▶ PROBLEM TO WORK ON: A single number is the whole answer: how many lines in this listing contain "below".

╭─ SUPPLIED RECORDS

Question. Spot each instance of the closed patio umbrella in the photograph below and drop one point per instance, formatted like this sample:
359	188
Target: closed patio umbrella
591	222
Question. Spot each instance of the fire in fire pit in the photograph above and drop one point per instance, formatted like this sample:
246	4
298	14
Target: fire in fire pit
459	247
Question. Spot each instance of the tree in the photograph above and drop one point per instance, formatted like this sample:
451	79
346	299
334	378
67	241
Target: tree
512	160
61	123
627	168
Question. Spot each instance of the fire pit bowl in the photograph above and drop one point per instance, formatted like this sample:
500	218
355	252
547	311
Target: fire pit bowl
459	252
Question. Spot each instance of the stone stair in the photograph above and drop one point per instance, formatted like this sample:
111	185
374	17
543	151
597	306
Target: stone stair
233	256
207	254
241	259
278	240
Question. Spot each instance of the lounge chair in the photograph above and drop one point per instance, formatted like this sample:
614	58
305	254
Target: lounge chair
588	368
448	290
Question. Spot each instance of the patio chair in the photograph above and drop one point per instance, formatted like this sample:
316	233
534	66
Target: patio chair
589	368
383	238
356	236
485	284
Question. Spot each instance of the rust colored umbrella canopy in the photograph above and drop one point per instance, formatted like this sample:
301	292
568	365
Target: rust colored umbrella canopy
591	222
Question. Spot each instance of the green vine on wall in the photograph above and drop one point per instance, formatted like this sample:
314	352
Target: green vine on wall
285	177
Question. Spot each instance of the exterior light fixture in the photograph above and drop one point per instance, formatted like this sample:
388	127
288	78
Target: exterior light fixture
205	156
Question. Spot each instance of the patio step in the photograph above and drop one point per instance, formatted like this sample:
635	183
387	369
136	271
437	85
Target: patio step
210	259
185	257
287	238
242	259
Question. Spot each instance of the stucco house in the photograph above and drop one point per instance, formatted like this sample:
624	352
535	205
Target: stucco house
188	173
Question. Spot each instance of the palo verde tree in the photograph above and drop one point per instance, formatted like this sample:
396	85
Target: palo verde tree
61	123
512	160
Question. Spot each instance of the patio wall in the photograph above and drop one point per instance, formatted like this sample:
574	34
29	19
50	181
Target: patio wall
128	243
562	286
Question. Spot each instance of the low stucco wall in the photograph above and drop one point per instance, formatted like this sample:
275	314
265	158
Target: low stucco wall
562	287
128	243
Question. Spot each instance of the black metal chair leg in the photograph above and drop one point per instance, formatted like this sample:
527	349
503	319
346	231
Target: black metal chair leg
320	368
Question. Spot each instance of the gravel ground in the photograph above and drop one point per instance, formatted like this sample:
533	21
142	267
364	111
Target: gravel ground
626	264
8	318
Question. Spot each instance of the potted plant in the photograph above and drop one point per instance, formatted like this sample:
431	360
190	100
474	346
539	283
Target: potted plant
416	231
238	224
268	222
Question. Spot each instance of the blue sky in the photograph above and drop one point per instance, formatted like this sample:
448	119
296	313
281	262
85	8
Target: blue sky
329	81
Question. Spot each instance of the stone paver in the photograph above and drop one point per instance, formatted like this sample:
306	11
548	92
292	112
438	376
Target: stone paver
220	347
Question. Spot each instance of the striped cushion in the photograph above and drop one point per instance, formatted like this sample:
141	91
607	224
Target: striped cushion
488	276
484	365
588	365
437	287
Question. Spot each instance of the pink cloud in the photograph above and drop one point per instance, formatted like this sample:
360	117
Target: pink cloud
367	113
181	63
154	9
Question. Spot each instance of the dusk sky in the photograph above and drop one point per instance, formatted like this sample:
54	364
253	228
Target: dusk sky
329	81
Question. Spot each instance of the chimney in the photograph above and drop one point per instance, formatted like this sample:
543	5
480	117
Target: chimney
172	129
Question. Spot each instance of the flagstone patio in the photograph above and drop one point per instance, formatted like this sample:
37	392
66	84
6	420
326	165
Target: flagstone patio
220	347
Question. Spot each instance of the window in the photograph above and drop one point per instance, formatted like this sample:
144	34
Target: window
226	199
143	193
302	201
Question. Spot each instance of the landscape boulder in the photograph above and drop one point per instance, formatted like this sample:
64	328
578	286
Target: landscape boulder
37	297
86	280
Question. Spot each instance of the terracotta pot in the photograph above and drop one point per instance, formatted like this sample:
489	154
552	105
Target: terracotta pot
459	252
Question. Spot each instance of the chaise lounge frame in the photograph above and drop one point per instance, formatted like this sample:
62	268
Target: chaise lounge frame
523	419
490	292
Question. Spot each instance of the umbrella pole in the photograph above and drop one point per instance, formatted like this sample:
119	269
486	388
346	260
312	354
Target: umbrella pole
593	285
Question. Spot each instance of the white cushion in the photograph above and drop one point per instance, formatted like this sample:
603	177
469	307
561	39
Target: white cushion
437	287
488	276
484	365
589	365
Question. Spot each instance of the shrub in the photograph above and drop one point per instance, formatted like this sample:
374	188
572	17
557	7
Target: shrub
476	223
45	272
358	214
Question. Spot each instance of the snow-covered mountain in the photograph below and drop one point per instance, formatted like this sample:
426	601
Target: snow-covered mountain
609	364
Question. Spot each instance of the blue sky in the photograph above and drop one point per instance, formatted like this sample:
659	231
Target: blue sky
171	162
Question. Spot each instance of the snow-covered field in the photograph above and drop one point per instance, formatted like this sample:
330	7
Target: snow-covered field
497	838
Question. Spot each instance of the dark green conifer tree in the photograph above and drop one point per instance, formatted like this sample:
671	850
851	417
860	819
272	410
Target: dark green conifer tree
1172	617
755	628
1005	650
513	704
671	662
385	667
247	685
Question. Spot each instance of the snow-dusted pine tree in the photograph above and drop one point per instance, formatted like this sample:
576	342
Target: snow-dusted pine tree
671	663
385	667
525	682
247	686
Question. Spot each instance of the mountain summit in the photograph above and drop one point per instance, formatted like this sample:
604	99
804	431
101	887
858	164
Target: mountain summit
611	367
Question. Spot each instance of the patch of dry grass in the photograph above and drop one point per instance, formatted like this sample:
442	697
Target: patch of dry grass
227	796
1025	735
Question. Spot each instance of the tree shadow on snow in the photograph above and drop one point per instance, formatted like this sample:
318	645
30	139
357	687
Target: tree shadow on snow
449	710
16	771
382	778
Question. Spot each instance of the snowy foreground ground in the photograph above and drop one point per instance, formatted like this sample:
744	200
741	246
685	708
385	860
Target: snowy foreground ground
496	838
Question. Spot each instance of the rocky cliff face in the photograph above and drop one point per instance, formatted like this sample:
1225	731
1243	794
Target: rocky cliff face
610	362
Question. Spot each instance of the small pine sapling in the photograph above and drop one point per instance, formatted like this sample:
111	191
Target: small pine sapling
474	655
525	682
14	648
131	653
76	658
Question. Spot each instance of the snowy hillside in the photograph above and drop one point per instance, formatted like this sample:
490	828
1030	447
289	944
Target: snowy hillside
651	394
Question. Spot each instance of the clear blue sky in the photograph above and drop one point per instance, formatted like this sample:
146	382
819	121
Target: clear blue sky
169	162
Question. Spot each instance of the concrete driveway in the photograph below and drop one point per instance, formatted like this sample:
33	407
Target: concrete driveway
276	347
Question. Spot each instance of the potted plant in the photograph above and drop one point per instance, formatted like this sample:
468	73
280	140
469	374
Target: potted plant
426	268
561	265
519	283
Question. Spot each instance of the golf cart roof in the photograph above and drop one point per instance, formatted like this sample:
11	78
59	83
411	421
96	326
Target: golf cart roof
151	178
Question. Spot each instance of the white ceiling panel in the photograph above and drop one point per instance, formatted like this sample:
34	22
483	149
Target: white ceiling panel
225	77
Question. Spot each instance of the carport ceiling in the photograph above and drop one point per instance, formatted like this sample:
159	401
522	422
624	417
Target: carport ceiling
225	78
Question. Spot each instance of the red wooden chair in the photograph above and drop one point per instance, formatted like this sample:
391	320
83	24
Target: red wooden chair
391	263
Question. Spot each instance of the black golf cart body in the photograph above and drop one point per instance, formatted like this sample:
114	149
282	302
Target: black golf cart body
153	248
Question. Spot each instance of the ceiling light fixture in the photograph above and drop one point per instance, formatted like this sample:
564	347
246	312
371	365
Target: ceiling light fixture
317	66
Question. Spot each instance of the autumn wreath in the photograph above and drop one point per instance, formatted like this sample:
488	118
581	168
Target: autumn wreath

╰─

▶ RESULT FOR THIS EXERCISE: 3